Exercise goal
Set down each entry below exactly as it stands.

Record set
● ● ● ● ●

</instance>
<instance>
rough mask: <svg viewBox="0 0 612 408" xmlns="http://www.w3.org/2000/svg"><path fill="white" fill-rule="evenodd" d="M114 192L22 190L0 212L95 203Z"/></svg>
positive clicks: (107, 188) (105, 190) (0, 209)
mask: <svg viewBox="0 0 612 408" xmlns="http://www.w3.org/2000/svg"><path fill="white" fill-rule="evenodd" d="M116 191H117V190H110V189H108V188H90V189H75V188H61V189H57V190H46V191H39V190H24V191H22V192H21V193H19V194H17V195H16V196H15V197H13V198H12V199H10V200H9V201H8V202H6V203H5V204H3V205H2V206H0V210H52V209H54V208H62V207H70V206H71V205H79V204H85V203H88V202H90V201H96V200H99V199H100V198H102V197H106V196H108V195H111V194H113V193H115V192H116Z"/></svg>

● ● ● ● ●

Expected output
</instance>
<instance>
rough mask: <svg viewBox="0 0 612 408" xmlns="http://www.w3.org/2000/svg"><path fill="white" fill-rule="evenodd" d="M114 192L22 190L0 212L95 203Z"/></svg>
positive clicks: (107, 188) (105, 190) (0, 209)
mask: <svg viewBox="0 0 612 408" xmlns="http://www.w3.org/2000/svg"><path fill="white" fill-rule="evenodd" d="M116 191H117V190H110V189H108V188H90V189H75V188H61V189H57V190H46V191H39V190H24V191H22V192H21V193H19V194H17V195H16V196H15V197H13V198H12V199H10V200H9V201H8V202H6V203H5V204H3V205H2V206H0V210H52V209H54V208H62V207H70V206H71V205H79V204H85V203H88V202H90V201H96V200H99V199H100V198H102V197H106V196H108V195H111V194H113V193H115V192H116Z"/></svg>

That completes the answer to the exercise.